◆ PAGE EXCERPT:
^^^^^^^^

PALESTINE:Freed BBC journalist Alan Johnston yesterday likened his four months of captivity in Gaza to a feeling of being "buried alive," and said a radio that picked up BBC programmes, including ones issuing calls for his release, had helped sustain him through "waves of depression".
"The last 16 weeks, of course, were just the very worst you can imagine of my life, like being buried alive, really, removed from the world," Johnston said in the coastal strip, immediately after he was freed by a group calling itself the Army of Islam.
Johnston, who turned 45 in captivity, said he had "dreamt many times of being free and always woke up back in that room. Now it really is over and it is indescribably good to be out." Looking gaunt but smiling broadly, Johnston made his first comments from the office of deposed Hamas prime minister Ismail Haniyeh in Gaza City and later in the day spoke to reporters at a news conference at the British consulate in Jerusalem.
He said he spent most of his time in captivity with one man, "a strange guy who barely spoke to me for days and would just glare at me and fly into rages at tiny things - a door slamming or whatever - and then at other times, once a fortnight, he would come across completely different and friendly, especially if he thought it might be coming to an end, the whole kidnapping."
At one point, Johnston said, the guard invited him to watch television, and he saw his father giving a press conference calling for his release.
Johnston said that after he got sick from the food he was initially being fed, his captors altered his diet and began feeding him eggs, bread and cheese. There was one 24-hour period, he said, when he was chained to a wall.
Asked about two video tapes of him that were released by his captors, Johnston said he had been forced to read prepared texts. In the second video tape, Johnston appeared with an explosive belt around his waist, but yesterday he said he did not know if the belt was real. "To be honest, they hold all the cards in that situation, those guys, and I just decided that nobody takes these kind of videos very seriously," he said.
Asked about the group that had held him, Johnston said they were focused less on the Palestinian conflict with Israel and were more angry with the West.
The messages of support he heard on BBC broadcasts, he said, were an immense source of comfort. He recalled hearing how technicians at the Glastonbury rock festival had downed their tools in an expression of solidarity and that actors opopular soap opera EastEnders had taken a two-minute break to demand his release. "I'm so immensely grateful for that, and I will be all my life," he said.

^^^^^^^^

◆ LISTED RECORDS:

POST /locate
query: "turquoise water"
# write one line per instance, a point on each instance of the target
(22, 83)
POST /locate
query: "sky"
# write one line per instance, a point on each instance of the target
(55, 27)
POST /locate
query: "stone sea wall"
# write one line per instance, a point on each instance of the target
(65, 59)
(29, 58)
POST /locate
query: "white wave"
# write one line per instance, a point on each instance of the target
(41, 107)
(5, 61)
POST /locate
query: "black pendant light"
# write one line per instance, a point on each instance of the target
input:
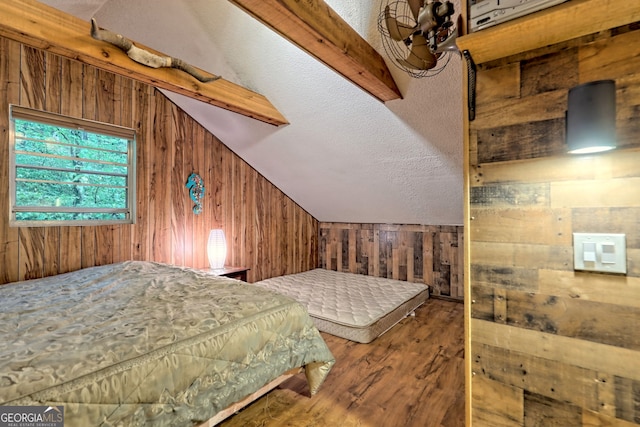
(591, 117)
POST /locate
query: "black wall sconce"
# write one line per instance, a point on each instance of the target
(591, 117)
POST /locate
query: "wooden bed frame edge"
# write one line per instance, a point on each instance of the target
(235, 407)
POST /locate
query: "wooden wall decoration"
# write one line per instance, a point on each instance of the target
(549, 345)
(417, 253)
(266, 230)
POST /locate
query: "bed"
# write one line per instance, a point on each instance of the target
(353, 306)
(139, 343)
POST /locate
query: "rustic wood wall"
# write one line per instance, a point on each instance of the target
(265, 230)
(551, 346)
(417, 253)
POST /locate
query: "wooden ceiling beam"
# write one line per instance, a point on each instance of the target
(43, 27)
(314, 27)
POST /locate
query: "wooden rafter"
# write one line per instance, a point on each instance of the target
(314, 27)
(41, 26)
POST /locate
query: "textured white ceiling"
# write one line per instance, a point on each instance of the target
(345, 156)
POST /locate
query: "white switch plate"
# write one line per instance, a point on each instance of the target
(610, 252)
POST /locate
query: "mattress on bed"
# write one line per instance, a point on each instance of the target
(352, 306)
(140, 343)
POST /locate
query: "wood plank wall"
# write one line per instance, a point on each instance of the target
(551, 346)
(266, 231)
(417, 253)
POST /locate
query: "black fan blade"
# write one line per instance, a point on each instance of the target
(415, 6)
(420, 57)
(397, 30)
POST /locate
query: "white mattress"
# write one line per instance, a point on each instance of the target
(352, 306)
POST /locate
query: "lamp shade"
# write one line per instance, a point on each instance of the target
(591, 117)
(217, 248)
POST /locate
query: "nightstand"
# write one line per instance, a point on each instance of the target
(239, 273)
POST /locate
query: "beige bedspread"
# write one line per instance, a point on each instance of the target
(140, 343)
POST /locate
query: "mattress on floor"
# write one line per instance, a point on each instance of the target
(148, 344)
(352, 306)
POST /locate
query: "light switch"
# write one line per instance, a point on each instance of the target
(608, 253)
(600, 252)
(589, 252)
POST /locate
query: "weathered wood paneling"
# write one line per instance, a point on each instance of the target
(416, 253)
(549, 345)
(266, 231)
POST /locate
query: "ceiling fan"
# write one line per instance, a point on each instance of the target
(418, 34)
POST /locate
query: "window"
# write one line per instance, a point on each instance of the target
(68, 171)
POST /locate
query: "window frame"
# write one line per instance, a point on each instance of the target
(59, 120)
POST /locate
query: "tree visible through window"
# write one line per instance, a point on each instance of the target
(70, 171)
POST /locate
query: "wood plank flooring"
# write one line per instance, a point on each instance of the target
(412, 376)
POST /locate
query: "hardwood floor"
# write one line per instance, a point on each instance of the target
(412, 376)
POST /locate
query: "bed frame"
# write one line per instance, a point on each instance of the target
(236, 407)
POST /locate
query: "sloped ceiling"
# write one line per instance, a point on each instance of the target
(345, 156)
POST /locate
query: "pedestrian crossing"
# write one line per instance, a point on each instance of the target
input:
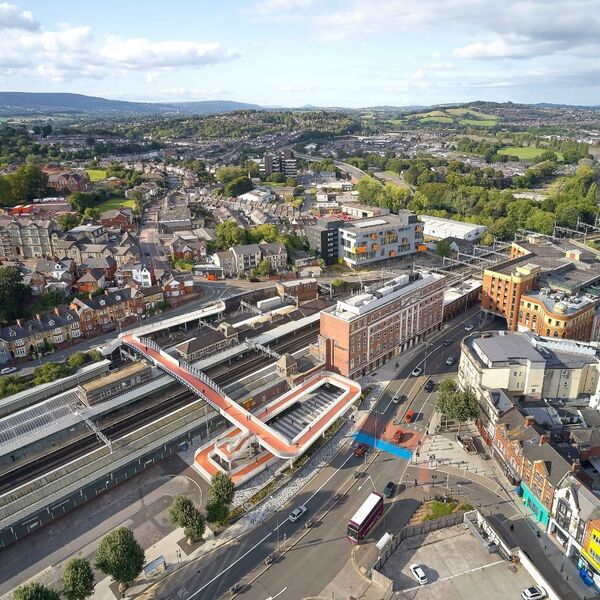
(306, 412)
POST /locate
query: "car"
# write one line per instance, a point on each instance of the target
(419, 574)
(535, 592)
(297, 513)
(398, 434)
(389, 489)
(399, 399)
(360, 450)
(409, 416)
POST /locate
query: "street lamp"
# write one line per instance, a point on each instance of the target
(276, 522)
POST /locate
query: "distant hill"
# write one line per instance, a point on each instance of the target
(31, 104)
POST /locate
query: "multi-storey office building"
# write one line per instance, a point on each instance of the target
(360, 334)
(367, 241)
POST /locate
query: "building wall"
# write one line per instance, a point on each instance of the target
(535, 316)
(501, 292)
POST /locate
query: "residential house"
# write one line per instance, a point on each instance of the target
(246, 257)
(106, 311)
(28, 238)
(120, 218)
(106, 264)
(275, 253)
(28, 336)
(187, 246)
(225, 261)
(91, 281)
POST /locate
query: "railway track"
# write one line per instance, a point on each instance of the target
(125, 423)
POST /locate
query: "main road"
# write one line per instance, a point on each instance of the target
(324, 549)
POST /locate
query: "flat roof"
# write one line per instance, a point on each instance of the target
(116, 375)
(368, 505)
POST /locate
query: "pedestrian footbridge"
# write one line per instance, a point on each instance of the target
(285, 427)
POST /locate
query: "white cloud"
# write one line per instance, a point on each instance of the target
(75, 52)
(135, 53)
(12, 17)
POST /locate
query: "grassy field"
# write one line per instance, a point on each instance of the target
(96, 174)
(436, 119)
(525, 152)
(113, 203)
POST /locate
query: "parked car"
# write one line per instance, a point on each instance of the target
(297, 513)
(389, 489)
(419, 574)
(360, 450)
(535, 592)
(398, 436)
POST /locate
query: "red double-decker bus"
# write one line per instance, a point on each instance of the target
(365, 518)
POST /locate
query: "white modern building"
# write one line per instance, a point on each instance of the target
(439, 229)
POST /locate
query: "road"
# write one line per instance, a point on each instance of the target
(325, 549)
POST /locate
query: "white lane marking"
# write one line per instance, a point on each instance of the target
(274, 530)
(418, 587)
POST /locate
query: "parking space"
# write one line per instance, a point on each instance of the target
(457, 568)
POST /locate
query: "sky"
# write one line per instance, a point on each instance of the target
(351, 53)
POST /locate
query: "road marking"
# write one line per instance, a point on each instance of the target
(418, 587)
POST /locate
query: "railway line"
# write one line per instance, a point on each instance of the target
(122, 424)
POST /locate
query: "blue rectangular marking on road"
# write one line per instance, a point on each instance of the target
(382, 445)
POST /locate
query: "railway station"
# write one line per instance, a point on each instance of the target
(58, 451)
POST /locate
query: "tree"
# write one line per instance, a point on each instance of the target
(181, 511)
(217, 513)
(221, 488)
(263, 268)
(68, 221)
(228, 234)
(184, 514)
(195, 526)
(443, 248)
(455, 404)
(35, 591)
(120, 556)
(13, 294)
(91, 214)
(78, 579)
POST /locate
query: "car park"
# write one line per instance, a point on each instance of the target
(360, 450)
(419, 574)
(389, 489)
(297, 513)
(535, 592)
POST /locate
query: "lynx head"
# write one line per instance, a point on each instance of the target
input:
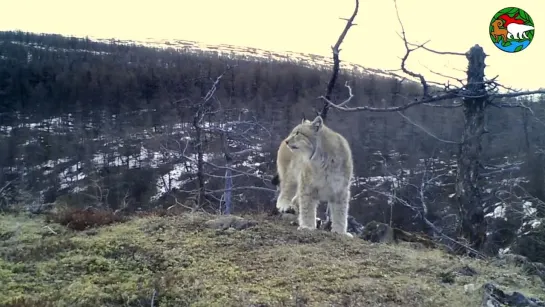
(303, 137)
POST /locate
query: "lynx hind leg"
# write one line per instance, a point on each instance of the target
(308, 203)
(284, 203)
(338, 207)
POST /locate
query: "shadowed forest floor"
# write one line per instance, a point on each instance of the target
(177, 261)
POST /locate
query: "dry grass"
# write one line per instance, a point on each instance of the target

^^^^^^^^

◆ TASK DETAILS:
Decide whether each statement agrees with the article on Alan Johnston's release, answering yes or no and quoting the words of the text that settle it:
1. Johnston had his 45th birthday while he was held captive.
2. Johnston said he knew the explosive belt in the second video tape was real.
3. Johnston was chained to a wall for a full week.
Rely only on the text about Alan Johnston's release and ignore the material.

◆ EXERCISE RESULT:
1. Yes: "Johnston, who turned 45 in captivity"
2. No: "he said he did not know if the belt was real"
3. No: "There was one 24-hour period, he said, when he was chained to a wall."